[Collected data]
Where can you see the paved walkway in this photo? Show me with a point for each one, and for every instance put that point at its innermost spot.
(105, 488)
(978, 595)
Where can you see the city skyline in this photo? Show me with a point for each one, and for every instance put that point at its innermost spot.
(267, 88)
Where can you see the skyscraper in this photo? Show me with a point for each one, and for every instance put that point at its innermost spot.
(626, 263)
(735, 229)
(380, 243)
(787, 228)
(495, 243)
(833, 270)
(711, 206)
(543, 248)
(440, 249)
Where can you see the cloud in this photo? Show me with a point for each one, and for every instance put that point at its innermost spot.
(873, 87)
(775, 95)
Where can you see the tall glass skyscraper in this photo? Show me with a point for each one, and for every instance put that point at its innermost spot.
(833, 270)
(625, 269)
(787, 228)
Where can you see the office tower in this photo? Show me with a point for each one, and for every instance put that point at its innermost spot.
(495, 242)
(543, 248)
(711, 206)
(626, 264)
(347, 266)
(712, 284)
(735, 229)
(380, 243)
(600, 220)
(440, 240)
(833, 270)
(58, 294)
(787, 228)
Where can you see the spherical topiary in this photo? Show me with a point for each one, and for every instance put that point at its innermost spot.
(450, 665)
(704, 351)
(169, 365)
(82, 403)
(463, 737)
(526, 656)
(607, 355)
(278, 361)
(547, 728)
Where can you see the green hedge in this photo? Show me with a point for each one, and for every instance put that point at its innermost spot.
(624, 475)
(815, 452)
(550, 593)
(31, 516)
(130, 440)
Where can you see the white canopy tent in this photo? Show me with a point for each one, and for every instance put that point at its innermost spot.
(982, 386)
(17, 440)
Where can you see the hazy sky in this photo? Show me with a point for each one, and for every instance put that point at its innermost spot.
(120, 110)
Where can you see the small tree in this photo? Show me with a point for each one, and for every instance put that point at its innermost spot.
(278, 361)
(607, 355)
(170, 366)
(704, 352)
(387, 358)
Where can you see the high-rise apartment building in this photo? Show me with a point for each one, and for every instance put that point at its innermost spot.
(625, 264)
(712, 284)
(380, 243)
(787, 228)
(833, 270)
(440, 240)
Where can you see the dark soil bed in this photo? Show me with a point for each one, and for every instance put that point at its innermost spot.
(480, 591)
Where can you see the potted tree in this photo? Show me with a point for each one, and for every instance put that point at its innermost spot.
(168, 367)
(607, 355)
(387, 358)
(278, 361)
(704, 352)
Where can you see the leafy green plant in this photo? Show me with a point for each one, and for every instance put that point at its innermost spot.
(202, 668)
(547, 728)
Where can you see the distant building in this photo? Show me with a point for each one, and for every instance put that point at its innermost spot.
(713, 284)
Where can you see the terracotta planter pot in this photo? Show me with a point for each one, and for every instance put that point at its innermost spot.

[WORK ORDER]
Your task is to write out the lines from the one with "Where can you see the dark" through the end of the records, exactly and with nothing added.

[ANSWER SECTION]
Where can you see the dark soil bed in this photo? Show me with a point for each one, and for every instance put that point at its innermost spot.
(480, 591)
Where can you see the potted tree in this photo? Show me with a point for each one, and for every instance put that point at its innermost spot.
(168, 367)
(607, 355)
(387, 358)
(278, 361)
(704, 352)
Where can you see the leafy green plant in this photo? Show me with a point for each one, and for every instance put that point at its innermost spot.
(202, 668)
(547, 728)
Where can you see the distant building in this photo? Show me with a point for each one, and for every instance put that point at its innermost spot.
(713, 284)
Where can you see the terracotta planter pot in this photo? Show me with a point for each one, and for every instance put that point at its innermost spot.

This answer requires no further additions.